INSTRUCTION A: In the blog post on customer service below, about how much did the writer spend per month on game books around fifteen years earlier?

TEXT PROVIDED:
***

Wednesday, June 26, 2013

Customer Service: Two Personal Anecdotes Which Have Shaped My Spending Habits

I know I've talked several times in the past about game companies and customer service.

Let me give you two quick anecdotes that should give you an idea of how customer service has affected my spending habits.

To do this, you need to rewind time fifteen years or so.  At the time, I was spending an average of about $100 per month on game books.  And this is when hardcovers were around $30.  The bulk of my purchases were for White Wolf's World of Darkness setting (the old one, not the new one).

But I was also buying every single Star Trek RPG book I could get my hands on from Last Unicorn Games.

I was (and continue to be) an avid science fiction and fantasy reader, as well.  And, like many others, I have favorite settings from fiction.  One of my favorites is a classic no matter how you cut it.  Dune.  I have worn out enough copies of the various Frank Herbert books that they were among the first books I bought for my Kindle a few years back.  But that's beside the point.

***

INSTRUCTION B: Which lines in the records below contain the word "dark"? Copy each of them.

INFORMATION SUPPLIED:

***

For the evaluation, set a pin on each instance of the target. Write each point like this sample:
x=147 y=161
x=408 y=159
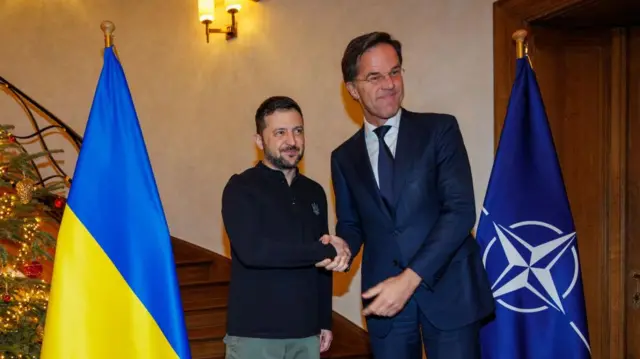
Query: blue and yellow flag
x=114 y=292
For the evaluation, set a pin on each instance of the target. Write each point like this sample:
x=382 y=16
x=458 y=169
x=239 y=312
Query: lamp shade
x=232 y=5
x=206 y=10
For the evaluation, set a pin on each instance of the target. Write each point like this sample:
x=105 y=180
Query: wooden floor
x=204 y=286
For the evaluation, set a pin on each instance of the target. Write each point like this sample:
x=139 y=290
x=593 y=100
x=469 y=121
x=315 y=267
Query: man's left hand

***

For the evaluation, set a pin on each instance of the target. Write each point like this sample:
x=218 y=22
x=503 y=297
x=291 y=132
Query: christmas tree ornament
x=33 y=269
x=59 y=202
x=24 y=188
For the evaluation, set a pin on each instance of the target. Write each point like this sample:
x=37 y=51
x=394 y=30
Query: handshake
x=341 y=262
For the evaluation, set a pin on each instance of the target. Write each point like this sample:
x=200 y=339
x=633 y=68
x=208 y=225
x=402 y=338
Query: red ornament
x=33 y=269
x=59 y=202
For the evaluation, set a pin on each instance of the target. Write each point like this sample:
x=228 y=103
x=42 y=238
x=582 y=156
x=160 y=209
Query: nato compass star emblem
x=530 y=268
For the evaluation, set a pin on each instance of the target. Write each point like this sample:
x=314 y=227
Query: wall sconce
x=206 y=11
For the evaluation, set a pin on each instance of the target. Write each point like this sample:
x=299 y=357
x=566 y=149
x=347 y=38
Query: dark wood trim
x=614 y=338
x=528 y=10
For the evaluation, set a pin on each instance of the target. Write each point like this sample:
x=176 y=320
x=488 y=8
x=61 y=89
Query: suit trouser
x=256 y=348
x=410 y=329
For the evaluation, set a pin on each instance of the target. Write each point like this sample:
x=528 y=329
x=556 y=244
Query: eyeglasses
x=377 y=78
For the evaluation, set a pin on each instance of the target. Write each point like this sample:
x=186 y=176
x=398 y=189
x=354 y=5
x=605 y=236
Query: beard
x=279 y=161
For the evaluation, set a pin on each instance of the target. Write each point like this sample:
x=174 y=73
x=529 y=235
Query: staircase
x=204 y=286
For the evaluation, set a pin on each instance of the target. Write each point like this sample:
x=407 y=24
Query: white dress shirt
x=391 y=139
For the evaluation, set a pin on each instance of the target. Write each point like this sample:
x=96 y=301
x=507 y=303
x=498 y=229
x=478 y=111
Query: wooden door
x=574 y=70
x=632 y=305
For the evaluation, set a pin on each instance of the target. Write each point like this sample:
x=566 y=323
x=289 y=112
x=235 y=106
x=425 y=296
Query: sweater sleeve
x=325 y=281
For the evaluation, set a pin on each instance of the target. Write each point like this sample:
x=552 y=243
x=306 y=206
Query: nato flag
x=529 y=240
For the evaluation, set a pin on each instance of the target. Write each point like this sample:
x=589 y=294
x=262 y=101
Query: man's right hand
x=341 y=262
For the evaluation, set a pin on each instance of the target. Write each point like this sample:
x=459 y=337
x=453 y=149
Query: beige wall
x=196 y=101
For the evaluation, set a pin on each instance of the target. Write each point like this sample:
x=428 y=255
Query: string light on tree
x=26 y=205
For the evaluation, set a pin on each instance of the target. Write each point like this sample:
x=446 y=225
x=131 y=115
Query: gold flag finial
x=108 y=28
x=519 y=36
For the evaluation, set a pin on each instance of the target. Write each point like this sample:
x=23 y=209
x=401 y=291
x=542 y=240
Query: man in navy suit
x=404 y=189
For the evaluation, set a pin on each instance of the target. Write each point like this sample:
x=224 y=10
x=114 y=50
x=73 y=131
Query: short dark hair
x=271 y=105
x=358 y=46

***

EXPECTED OUTPUT A: About $100 per month on average.

EXPECTED OUTPUT B:
Query: dark wood trim
Query: short dark hair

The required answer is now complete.